» **Records for this exercise**:
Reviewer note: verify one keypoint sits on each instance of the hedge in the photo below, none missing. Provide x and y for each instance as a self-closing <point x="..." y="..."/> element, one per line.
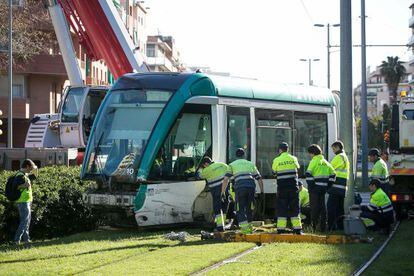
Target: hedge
<point x="58" y="208"/>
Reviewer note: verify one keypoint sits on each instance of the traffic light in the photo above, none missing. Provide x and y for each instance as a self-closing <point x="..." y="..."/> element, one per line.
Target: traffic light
<point x="1" y="122"/>
<point x="387" y="136"/>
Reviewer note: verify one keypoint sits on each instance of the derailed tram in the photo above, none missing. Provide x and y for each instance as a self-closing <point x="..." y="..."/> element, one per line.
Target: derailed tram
<point x="152" y="131"/>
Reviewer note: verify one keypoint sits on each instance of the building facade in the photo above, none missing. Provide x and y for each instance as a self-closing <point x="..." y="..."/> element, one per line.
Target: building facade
<point x="377" y="91"/>
<point x="162" y="54"/>
<point x="38" y="83"/>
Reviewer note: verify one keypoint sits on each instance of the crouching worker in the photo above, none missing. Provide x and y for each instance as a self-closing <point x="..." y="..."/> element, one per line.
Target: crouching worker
<point x="285" y="167"/>
<point x="379" y="213"/>
<point x="245" y="173"/>
<point x="304" y="204"/>
<point x="213" y="173"/>
<point x="23" y="182"/>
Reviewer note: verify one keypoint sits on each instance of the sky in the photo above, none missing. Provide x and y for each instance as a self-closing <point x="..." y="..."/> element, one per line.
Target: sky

» **Your goal**:
Recast each line from the one containing "of the crouching" through the last line of the entries, both inclusive, as a JSON array of strings, one string per line, skipping blank lines.

» **Completed task**:
[
  "Reviewer note: verify one keypoint sits on each instance of the crouching worker in the photo above, none missing. Provide x and y for each instance as a self-closing <point x=\"...\" y=\"...\"/> element, one per line.",
  "Target: crouching worker",
  "<point x=\"285\" y=\"167\"/>",
  "<point x=\"379\" y=\"213\"/>",
  "<point x=\"245\" y=\"173\"/>",
  "<point x=\"304\" y=\"204\"/>",
  "<point x=\"213\" y=\"173\"/>",
  "<point x=\"23\" y=\"182\"/>",
  "Reviewer note: verify one keypoint sits on each instance of the sky in the photo above, none missing. Provide x and y for each instance as a self-closing <point x=\"...\" y=\"...\"/> element, one per line.",
  "Target: sky"
]